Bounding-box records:
──────────

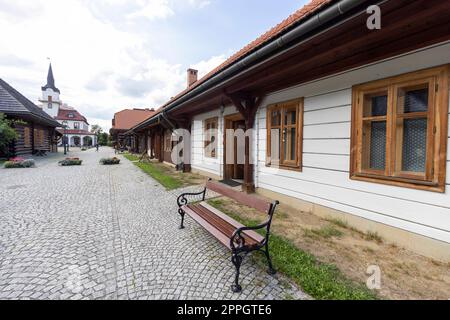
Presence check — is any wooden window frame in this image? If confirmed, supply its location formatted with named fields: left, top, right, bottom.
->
left=266, top=98, right=304, bottom=171
left=23, top=127, right=33, bottom=148
left=350, top=65, right=449, bottom=193
left=164, top=130, right=173, bottom=153
left=203, top=117, right=219, bottom=159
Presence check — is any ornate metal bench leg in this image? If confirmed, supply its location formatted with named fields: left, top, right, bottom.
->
left=231, top=253, right=243, bottom=293
left=264, top=243, right=277, bottom=275
left=178, top=209, right=186, bottom=230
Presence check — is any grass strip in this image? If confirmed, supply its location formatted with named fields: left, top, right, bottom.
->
left=208, top=199, right=377, bottom=300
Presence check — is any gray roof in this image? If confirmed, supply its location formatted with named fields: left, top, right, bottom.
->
left=0, top=79, right=61, bottom=127
left=42, top=63, right=61, bottom=93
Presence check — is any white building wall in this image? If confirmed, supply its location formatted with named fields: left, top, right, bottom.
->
left=191, top=106, right=243, bottom=177
left=186, top=43, right=450, bottom=243
left=256, top=44, right=450, bottom=243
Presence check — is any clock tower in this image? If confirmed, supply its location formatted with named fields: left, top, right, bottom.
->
left=39, top=63, right=61, bottom=118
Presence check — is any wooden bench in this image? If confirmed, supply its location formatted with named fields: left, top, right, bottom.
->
left=177, top=180, right=279, bottom=292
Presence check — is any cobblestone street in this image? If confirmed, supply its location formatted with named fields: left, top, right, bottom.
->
left=0, top=148, right=305, bottom=299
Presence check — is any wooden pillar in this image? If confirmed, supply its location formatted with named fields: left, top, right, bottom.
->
left=225, top=94, right=262, bottom=193
left=173, top=119, right=192, bottom=173
left=158, top=127, right=166, bottom=162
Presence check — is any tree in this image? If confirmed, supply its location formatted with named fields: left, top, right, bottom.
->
left=0, top=113, right=17, bottom=157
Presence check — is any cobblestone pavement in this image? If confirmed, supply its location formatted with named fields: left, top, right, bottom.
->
left=0, top=148, right=306, bottom=300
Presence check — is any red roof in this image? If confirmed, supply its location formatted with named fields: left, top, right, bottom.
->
left=55, top=108, right=87, bottom=123
left=112, top=109, right=155, bottom=130
left=58, top=129, right=95, bottom=136
left=158, top=0, right=333, bottom=108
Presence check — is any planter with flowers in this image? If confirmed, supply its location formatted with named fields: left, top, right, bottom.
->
left=100, top=157, right=120, bottom=165
left=4, top=157, right=36, bottom=169
left=58, top=158, right=83, bottom=167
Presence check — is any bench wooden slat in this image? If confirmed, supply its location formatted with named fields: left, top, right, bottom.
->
left=183, top=206, right=231, bottom=250
left=200, top=202, right=264, bottom=243
left=189, top=204, right=259, bottom=246
left=183, top=203, right=264, bottom=249
left=206, top=181, right=271, bottom=213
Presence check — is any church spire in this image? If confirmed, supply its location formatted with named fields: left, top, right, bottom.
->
left=42, top=63, right=60, bottom=93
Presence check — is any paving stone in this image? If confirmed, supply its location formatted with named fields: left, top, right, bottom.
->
left=0, top=148, right=308, bottom=300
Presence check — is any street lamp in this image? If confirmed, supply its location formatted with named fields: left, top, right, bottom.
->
left=62, top=120, right=69, bottom=155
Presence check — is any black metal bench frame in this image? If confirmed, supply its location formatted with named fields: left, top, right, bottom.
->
left=177, top=180, right=279, bottom=293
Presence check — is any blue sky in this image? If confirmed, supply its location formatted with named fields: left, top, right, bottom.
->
left=0, top=0, right=308, bottom=129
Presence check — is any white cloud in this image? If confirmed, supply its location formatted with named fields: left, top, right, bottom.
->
left=127, top=0, right=175, bottom=20
left=0, top=0, right=221, bottom=130
left=192, top=54, right=226, bottom=78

──────────

GOAL OF THE EXERCISE: Rewrite every item above, replacing "Presence check" with "Visibility check" and keeping everything else the same. Leave the pictures out of your answer.

SOLUTION TO THIS EXERCISE:
Visibility check — is any wooden window frame in this image? If confirmed, supply its location formatted with named fields: left, top, right, bottom.
->
left=266, top=98, right=304, bottom=171
left=23, top=127, right=33, bottom=148
left=350, top=65, right=449, bottom=193
left=164, top=130, right=173, bottom=153
left=203, top=117, right=219, bottom=159
Visibility check — is any ornate metal bench leg in this image? If confirmed, supply its location formatted with named fields: left, top, right, bottom.
->
left=231, top=253, right=243, bottom=293
left=264, top=243, right=277, bottom=275
left=178, top=209, right=186, bottom=230
Visibility check — is any grass strip in this image? If confirmed, supply its location formatted with named fields: left, top, right, bottom.
->
left=208, top=199, right=377, bottom=300
Visibility check — is any gray roof in this image? If confirmed, supply its location formatted with named fields: left, top, right, bottom.
->
left=0, top=79, right=61, bottom=127
left=42, top=63, right=61, bottom=93
Visibility check — is any white building wall in this image? If confirmed, supply its location formatted with named fields: left, top, right, bottom.
->
left=191, top=106, right=243, bottom=177
left=186, top=43, right=450, bottom=243
left=256, top=44, right=450, bottom=243
Visibility check — is any clock tower in this image? If confirmed, supply its location formatted with named fields: left, top, right, bottom.
->
left=39, top=63, right=61, bottom=118
Visibility check — is any wooden bench in this image? If confirmed, supply its location formatted with named fields: left, top, right, bottom.
->
left=177, top=180, right=279, bottom=292
Visibility check — is any cobblestone street in this image? If confirmed, supply its location formatted with named fields: left, top, right, bottom.
->
left=0, top=148, right=305, bottom=299
Visibility check — is any wooden pillar in this image? If confirmed, supply its location formatted with named fields: left, top, right, bottom.
->
left=225, top=94, right=262, bottom=193
left=173, top=119, right=192, bottom=173
left=158, top=127, right=166, bottom=162
Visibility check — is any tree in this image? If confirmed, supply its location formatted with named fields: left, top, right, bottom.
->
left=0, top=113, right=17, bottom=157
Visibility check — is any cobblestone pavement in this image? If confirmed, supply its location formatted with named fields: left, top, right, bottom.
->
left=0, top=148, right=306, bottom=300
Visibility check — is any red roof in this image? If confirmed, supply its location formatted with named fields: left, top, right, bottom.
->
left=55, top=108, right=87, bottom=123
left=112, top=109, right=155, bottom=130
left=58, top=129, right=95, bottom=136
left=158, top=0, right=333, bottom=108
Visibility check — is any planter with flowers in this image? If confirmed, supply its location formatted with named fields: left, top, right, bottom.
->
left=100, top=157, right=120, bottom=165
left=4, top=157, right=36, bottom=169
left=58, top=158, right=83, bottom=167
Visibility check — is any bench wooden slat in this image? If confirmed, supply its location formatted with named fields: left, top, right, bottom.
->
left=183, top=206, right=231, bottom=250
left=200, top=202, right=264, bottom=243
left=189, top=204, right=259, bottom=246
left=183, top=203, right=264, bottom=249
left=206, top=181, right=271, bottom=213
Visibility check — is any church spire in this image? If confirmed, supply its location formatted with named fields: left, top, right, bottom.
->
left=42, top=63, right=60, bottom=93
Visibility check — is any paving stone in this image? If confirmed, supply its location formatted with named fields: left, top, right, bottom.
->
left=0, top=148, right=308, bottom=300
Visibility check — is any street lamp in this image? If confirmed, supply its location formatted with named fields: left, top, right, bottom.
->
left=62, top=120, right=69, bottom=155
Visibility check — is any black metal bench frame in this image? If confirmed, supply its location formatted with named fields: left, top, right, bottom.
->
left=177, top=180, right=279, bottom=293
Visibility check — is any blue sky in this image? If confirmed, supply its location formatted with named fields: left, top, right, bottom.
->
left=0, top=0, right=308, bottom=129
Visibility check — is any white cloud in this image? If confirmed, supply its location formatted with named fields: left, top, right, bottom.
->
left=127, top=0, right=175, bottom=20
left=0, top=0, right=221, bottom=130
left=192, top=54, right=226, bottom=78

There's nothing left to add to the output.